[[ Provided passage open ]]
Just four hospital trusts in England hit a lower rate for A&E waiting times targets than KGH.
New NHS statistics for A&E attendances between January and March this year show just 68.8 per of patients were seen in less than four hours.
That’s well below the target of 90 per cent.
KGH’s chief operating officer Rebecca Brown says the department is not fit for purpose.
But a £450,000 refurb, which started this week, should go some way to helping the hospital hit its target which it hasn’t hit since August 2014.
Miss Brown said: “The performance figures published this month demonstrate just how much pressure Kettering General Hospital’s urgent care services are under and how much pressure acute hospital services are under in Northamptonshire.
“The 68.8 per cent figure for four-hour waits in A&E for January to March 2018 was a period of very high demand both at KGH and across the country.
“It is widely recognised that our current A&E department is not fit for purpose and this week we started a £450,000 refurbishment to free up more space for clinical examinations converting offices and store rooms into treatment areas.”
[[ Provided passage closed ]]
#### To do:
1) According to the KGH A&E article, when did the hospital last hit its A&E waiting time target?
2) Retype the part of the KGH A&E article starting at "That’s well below" and ending at "under in Northamptonshire.".
The data that comes next has nothing to do with the KGH A&E article.
[[ Source information open ]]
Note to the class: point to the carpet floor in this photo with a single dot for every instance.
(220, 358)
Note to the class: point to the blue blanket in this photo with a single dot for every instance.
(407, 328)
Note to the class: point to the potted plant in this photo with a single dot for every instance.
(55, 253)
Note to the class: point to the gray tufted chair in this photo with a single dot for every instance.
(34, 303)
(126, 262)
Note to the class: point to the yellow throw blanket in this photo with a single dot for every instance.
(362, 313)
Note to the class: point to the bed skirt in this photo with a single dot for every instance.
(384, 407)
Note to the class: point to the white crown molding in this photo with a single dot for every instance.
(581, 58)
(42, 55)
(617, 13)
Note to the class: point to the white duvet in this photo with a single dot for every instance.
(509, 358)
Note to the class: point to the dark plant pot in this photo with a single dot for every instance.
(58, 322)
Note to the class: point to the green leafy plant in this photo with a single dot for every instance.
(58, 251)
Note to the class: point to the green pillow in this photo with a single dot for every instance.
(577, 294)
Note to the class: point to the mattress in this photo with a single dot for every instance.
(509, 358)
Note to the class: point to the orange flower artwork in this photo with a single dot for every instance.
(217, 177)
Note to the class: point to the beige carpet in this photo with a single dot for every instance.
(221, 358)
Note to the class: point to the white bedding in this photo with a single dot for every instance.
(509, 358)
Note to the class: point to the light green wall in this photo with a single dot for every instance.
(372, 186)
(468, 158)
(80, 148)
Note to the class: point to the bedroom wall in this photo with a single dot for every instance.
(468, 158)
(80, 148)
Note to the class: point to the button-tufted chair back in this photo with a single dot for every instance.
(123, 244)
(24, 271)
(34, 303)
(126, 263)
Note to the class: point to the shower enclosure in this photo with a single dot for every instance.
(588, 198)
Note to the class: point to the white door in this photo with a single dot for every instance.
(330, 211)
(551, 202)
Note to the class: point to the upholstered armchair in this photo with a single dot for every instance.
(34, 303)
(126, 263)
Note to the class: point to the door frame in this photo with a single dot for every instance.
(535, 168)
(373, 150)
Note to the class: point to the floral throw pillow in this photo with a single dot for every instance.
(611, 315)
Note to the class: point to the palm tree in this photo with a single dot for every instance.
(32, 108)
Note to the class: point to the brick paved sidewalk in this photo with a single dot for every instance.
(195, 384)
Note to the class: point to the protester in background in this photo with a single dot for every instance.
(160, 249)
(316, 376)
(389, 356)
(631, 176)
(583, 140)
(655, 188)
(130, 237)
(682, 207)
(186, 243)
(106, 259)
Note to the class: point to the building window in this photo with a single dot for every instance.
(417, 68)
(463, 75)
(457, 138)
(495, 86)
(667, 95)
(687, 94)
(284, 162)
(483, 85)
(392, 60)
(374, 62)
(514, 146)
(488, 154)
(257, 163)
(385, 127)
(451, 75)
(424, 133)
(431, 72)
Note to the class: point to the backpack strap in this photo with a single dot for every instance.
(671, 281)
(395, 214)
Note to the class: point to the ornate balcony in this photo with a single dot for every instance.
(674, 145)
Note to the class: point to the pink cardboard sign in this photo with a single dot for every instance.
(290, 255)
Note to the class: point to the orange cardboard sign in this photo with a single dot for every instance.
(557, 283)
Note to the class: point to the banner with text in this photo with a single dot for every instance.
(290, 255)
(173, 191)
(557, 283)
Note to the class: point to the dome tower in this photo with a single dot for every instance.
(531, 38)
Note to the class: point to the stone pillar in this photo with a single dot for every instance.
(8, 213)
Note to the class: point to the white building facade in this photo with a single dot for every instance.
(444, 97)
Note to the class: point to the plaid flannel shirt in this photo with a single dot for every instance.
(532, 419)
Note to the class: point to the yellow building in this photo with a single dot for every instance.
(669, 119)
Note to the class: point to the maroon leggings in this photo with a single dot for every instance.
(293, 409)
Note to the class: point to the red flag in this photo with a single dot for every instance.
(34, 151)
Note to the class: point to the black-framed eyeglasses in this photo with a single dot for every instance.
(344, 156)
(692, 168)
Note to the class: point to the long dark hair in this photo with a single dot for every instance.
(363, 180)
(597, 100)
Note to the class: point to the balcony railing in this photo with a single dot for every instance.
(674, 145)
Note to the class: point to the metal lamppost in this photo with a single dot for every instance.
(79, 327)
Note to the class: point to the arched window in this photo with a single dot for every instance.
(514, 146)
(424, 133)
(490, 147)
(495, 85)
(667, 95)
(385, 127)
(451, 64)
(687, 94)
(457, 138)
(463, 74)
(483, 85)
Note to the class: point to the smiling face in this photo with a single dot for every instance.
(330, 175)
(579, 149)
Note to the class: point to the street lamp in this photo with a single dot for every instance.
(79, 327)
[[ Source information closed ]]
#### Exercise results:
1) August 2014.

2)
That’s well below the target of 90 per cent.
KGH’s chief operating officer Rebecca Brown says the department is not fit for purpose.
But a £450,000 refurb, which started this week, should go some way to helping the hospital hit its target which it hasn’t hit since August 2014.
Miss Brown said: “The performance figures published this month demonstrate just how much pressure Kettering General Hospital’s urgent care services are under and how much pressure acute hospital services are under in Northamptonshire.